Source extract –
Banking, Intermediation, and the Eurodollar System
Banking, Intermediation, and the Eurodollar System
The intermediation myth
The standard model — banks borrow from savers and lend to borrowers — inverts the actual causality. Loans create deposits, not the other way around. When a bank makes a loan it simultaneously writes up an asset (the loan) and a liability (the borrower’s new deposit). Money is created at the moment of lending. Deposits are a consequence of credit extension, not a prerequisite for it. This view is standard in academic monetary economics — the Bank of England stated it explicitly in 2014. The myth persists not because experts believe it but because it dominates textbooks, central bank public communications, and financial journalism. That gap is not accidental — it serves a legitimizing function. A public that understood banks as credit creators operating under a state franchise would ask different questions about who controls monetary expansion and in whose interest.
What banks actually do
Banks originate credit — they monetize a borrower’s promise to repay into spendable money, creating both the asset and the liability simultaneously. Banks originate credit risk at the point of lending but may subsequently distribute or transform it through securitization, loan sales, and credit derivatives. There is no reserve requirement in the US domestic system, but this does not mean domestic banks hold no reserves — they currently hold roughly $3 trillion voluntarily. Reserves are held for clearing, liquidity regulation under Basel III, and yield — not to fund loans. Banks are better understood as state-licensed credit creators operating within capital and liquidity constraints than as financial intermediaries recycling existing savings.

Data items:
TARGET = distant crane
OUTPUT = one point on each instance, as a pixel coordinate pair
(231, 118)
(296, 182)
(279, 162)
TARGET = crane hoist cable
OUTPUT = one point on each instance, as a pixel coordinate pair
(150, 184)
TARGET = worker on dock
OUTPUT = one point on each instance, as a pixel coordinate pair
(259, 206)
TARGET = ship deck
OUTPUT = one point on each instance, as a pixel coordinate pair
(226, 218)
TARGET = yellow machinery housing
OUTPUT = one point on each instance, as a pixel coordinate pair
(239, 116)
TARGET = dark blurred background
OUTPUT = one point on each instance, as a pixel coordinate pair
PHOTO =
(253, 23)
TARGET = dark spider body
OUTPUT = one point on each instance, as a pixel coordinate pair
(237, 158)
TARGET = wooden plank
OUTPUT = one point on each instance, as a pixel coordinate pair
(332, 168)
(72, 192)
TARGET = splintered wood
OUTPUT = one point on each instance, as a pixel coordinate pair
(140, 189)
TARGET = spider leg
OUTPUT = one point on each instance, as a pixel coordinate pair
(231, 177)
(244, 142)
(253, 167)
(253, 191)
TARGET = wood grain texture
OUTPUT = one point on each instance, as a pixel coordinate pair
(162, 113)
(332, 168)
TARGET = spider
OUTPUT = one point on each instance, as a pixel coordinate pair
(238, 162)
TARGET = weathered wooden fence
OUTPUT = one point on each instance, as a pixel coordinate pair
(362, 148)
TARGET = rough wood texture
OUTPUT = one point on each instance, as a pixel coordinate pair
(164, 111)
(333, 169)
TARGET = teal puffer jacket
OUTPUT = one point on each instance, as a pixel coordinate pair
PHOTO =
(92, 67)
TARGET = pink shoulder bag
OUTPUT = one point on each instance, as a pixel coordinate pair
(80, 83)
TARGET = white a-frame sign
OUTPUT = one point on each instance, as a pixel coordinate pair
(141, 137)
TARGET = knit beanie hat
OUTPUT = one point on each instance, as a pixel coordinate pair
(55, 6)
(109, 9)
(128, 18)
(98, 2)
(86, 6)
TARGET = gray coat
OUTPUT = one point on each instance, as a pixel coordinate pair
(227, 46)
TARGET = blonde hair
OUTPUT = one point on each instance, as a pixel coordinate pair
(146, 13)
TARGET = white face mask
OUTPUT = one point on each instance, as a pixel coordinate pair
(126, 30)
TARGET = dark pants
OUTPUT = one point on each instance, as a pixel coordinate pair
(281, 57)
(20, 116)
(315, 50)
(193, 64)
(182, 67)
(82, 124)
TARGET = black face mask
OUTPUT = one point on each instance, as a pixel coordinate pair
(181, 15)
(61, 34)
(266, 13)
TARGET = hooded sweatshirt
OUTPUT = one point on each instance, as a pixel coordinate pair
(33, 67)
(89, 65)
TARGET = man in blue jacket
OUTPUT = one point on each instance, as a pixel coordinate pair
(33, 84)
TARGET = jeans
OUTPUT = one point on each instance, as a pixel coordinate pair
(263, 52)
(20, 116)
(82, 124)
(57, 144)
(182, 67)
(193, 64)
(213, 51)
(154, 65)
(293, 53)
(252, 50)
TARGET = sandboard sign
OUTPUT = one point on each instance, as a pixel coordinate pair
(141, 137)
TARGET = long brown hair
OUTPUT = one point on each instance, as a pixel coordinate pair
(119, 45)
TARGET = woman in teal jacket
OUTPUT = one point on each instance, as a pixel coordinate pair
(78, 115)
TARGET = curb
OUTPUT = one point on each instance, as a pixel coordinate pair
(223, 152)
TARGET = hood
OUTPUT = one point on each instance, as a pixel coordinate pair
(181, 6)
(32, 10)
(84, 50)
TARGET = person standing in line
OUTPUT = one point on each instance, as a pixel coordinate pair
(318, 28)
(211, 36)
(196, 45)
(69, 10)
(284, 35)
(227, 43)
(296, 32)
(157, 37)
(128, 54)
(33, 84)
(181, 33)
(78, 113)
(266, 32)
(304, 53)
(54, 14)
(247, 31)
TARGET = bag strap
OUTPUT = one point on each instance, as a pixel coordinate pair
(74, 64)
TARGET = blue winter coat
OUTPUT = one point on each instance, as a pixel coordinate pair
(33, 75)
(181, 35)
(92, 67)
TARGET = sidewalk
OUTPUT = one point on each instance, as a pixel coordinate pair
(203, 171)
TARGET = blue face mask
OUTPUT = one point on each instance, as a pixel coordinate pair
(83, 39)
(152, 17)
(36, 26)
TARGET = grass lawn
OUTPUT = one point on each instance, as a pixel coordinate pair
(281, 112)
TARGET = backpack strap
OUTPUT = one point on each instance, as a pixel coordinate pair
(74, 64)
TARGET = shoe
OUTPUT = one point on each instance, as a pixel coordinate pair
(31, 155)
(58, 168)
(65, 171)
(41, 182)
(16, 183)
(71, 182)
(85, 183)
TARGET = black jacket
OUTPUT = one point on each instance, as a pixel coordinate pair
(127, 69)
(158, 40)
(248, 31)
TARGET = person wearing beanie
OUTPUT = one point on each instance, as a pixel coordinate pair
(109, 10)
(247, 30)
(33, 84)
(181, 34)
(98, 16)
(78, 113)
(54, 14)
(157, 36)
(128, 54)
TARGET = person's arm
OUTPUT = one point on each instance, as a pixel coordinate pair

Action item A – Print the banking text between "What banks actually" and "recycling existing savings.", inclusive.
Action item B – List every purpose that the banking text gives for the reserves banks hold.
Action item C – Go on with the text on banking and the Eurodollar system from the point where it stops.

Answer space A –
What banks actually do
Banks originate credit — they monetize a borrower’s promise to repay into spendable money, creating both the asset and the liability simultaneously. Banks originate credit risk at the point of lending but may subsequently distribute or transform it through securitization, loan sales, and credit derivatives. There is no reserve requirement in the US domestic system, but this does not mean domestic banks hold no reserves — they currently hold roughly $3 trillion voluntarily. Reserves are held for clearing, liquidity regulation under Basel III, and yield — not to fund loans. Banks are better understood as state-licensed credit creators operating within capital and liquidity constraints than as financial intermediaries recycling existing savings.

Answer space B – clearing; liquidity regulation under Basel III; yield

Answer space C –
Where that model breaks down: eurodollars
The franchise framing only holds for domestic commercial banks operating under a central bank’s jurisdiction. Eurodollar banks — foreign institutions creating dollar-denominated liabilities outside the US — may be regulated institutions, but they operate outside the Fed’s direct balance sheet and discount window. They do hold dollar-denominated assets — Treasuries, repo claims, correspondent balances — but those assets are inside the private settlement chain, not outside it. When the private liquidity chain breaks, those assets are not unconditionally settlement-final under stress. The distinction that matters is not regulatory status but balance sheet access: domestic banks have a direct claim on the Fed’s balance sheet; eurodollar banks do not.
The convertibility problem
Eurodollar deposits are not a separate currency pegged to the dollar — they are dollar-denominated liabilities. The risk is not devaluation but convertibility failure at par: whether a eurodollar claim can deliver actual Fed dollars on demand. A eurodollar that cannot be delivered does not smoothly trade at a discount — convertibility becomes impaired, and in extreme cases parts of the system effectively freeze. When the correspondent banking chain seizes, the eurodollar bank has nowhere to turn — its local central bank cannot print dollars, and it has no legal claim on the Fed’s balance sheet. The 2008 disruption lasted weeks and required central bank swap lines to resolve — not a routine settlement glitch but a breakdown of the assumed equivalence between two things that were supposed to be identical. The swap lines revealed the Fed as the de facto global dollar liquidity provider for offshore dollar systems outside its direct regulatory perimeter — the only mechanism capable of injecting actual dollars into a system designed specifically to avoid holding reserves.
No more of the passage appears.